> Article
================
Thursday, September 6, 2012

Annie and Helen Blog Tour

We are so happy to be able to be part of the Annie and Helen blog tour and share with you this amazing non-fiction picture book as well as a giveaway and interview with the author. 

Title: Annie and Helen  
Author: Deborah Hopkinson    
Illustrator: Raul Colon  
Publisher: Schwartz and Wade
Publication Date: September 11th, 2012 
Genre/Format: Biography/Picture Book 
GoodReads Summary: Author Deborah Hopkinson and illustrator Raul Col√≥n present the story of Helen Keller in a fresh and original way that is perfect for young children. Focusing on the relationship between Helen and her teacher, Annie Sullivan, the book is interspersed with excerpts of Annie's letters home, written as she struggled with her angry, wild pupil. But slowly, with devotion and determination, Annie teaches Helen finger spelling and braille, letters, and sentences. As Helen comes to understand language and starts to communicate, she connects for the first time with her family and the world around her. The lyrical text and exquisite art will make this fascinating story a favorite with young readers. 
What Jen Thinks: As a teacher who worked with students who are deaf and hard of hearing, I am always on the lookout for books about deaf or hard of hearing individuals - whether real or fictional. Helen Keller is probably the most well known deaf-blind person. I've read about Helen and her teacher Annie Sullian before. A couple of years ago, I read Miss Spitfire by Sarah Miller and this picture book remind me a lot of that book. Miss Spitfire is historical fiction and is told from Annie Sullivan's perspective. It really gives readers insight into Annie Sullivan's life before she met Helen and then her strong will and determination that allowed her to be able to teach Helen. 
     Over the weekend, I talked about Katherine Applegate's The One and Only Ivan and how the experience of reading that book connected me so strongly to Ivan in real life. It was an amazing experience. I can see how this book, Annie and Helen would be a great match for Miss Spitfire. My favorite part of Annie and Helen are the excerpts from Annie Sullivan's letters. The inclusion of these letters makes this book a perfect book for classroom use. 
What Kellee Thinks:  Deborah Hopkinson's story of Annie Sullivan and Helen Keller really brings the story of Helen's life and Annie's teaching to life. With the help of Raul Colon's illustrations and quotes from letters of Annie's, the reader truly understands what it was like for Annie and Helen. 
     Before I read this picture book, I knew about Annie and Helen; however, I never knew anything past the basic story you learn in school. This picture book shows the struggles and triumphs that went along with Annie's time with Helen. 
     Since I teach Hurt Go Happy which is about a deaf young lady named Joey, this book will be a great picture book to include during that unit. My students are always fascinated to learn sign language and this book will be a great one to introduce the alphabet as well as two amazing ladies in history. 
Read Together: Grades 3 - 6 
Read Alone: Grades 3 - 6 
Read With: Miss Spitfire by Sarah Miller, Hurt Go Happy by Ginny Rorby, Five Flavors of Dumb by Antony John, expository about being deaf and/or blind 
Snatch of Text: 
"Annie spelled into Helen's palm all day long. 
Like someone on a windy peak
trying to kindle a fire for warmth,
Annie kept hoping for a spark to catch."
================
> Data records

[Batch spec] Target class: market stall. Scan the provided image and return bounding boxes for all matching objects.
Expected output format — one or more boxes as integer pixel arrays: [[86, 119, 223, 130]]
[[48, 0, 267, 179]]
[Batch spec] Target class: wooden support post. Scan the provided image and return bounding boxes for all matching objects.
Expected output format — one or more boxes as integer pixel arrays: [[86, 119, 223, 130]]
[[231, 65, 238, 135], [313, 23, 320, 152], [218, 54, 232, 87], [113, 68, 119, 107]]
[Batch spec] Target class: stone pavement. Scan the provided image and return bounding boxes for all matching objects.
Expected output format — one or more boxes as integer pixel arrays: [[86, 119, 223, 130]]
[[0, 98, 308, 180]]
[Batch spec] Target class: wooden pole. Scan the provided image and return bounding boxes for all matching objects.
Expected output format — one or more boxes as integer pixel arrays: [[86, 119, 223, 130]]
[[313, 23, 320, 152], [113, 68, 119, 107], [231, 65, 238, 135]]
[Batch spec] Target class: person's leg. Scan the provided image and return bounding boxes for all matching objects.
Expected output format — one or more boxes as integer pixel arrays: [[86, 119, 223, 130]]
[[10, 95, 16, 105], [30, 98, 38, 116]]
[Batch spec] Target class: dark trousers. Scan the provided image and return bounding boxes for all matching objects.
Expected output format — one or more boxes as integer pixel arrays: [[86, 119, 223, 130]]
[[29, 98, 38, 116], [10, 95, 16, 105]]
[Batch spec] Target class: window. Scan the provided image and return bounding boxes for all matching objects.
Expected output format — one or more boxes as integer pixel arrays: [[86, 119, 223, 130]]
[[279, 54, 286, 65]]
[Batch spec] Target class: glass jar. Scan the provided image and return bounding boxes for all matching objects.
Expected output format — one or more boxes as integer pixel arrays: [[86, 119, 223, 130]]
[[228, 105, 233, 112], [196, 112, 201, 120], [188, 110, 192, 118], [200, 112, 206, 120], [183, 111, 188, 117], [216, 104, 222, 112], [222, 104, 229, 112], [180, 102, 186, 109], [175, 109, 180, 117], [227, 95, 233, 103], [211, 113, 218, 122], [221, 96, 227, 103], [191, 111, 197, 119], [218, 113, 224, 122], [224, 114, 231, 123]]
================
> Goal
From the Annie and Helen blog post, set down word for word the part that opens with the words containing "Before I read" and closes with "time with Helen.". Nothing in the records matters here.

> Problem solution
Before I read this picture book, I knew about Annie and Helen; however, I never knew anything past the basic story you learn in school. This picture book shows the struggles and triumphs that went along with Annie's time with Helen.